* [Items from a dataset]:
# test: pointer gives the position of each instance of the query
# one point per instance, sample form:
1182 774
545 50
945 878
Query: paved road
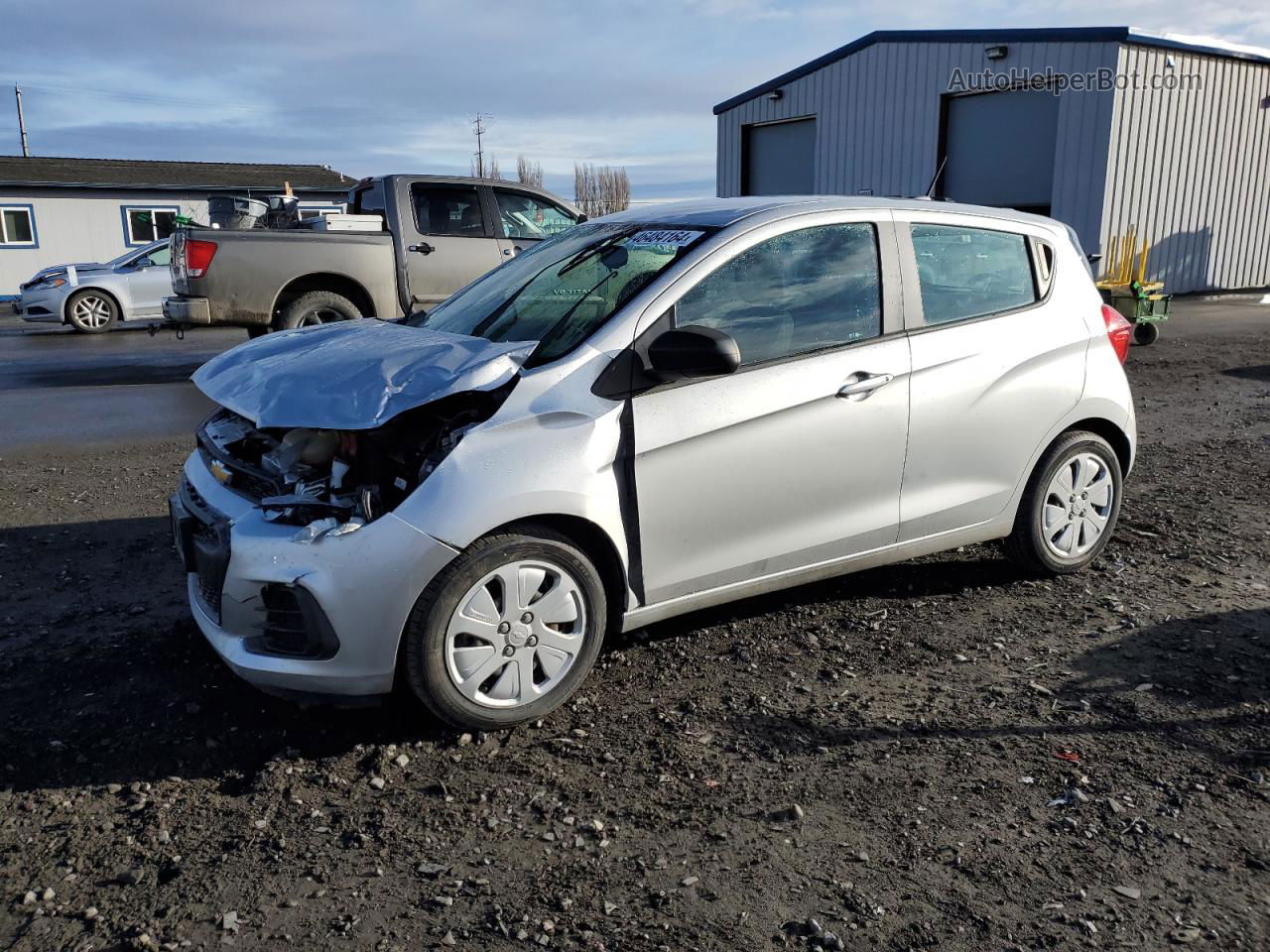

* [ACTIVITY]:
From the entries above, write out every line without a single change, skipping the images.

* [RESULT FOR THIS EXERCISE]:
# test: pointer gives the position of each instance of the query
# one point per instance, sample form:
1182 774
545 50
945 878
Query: paved road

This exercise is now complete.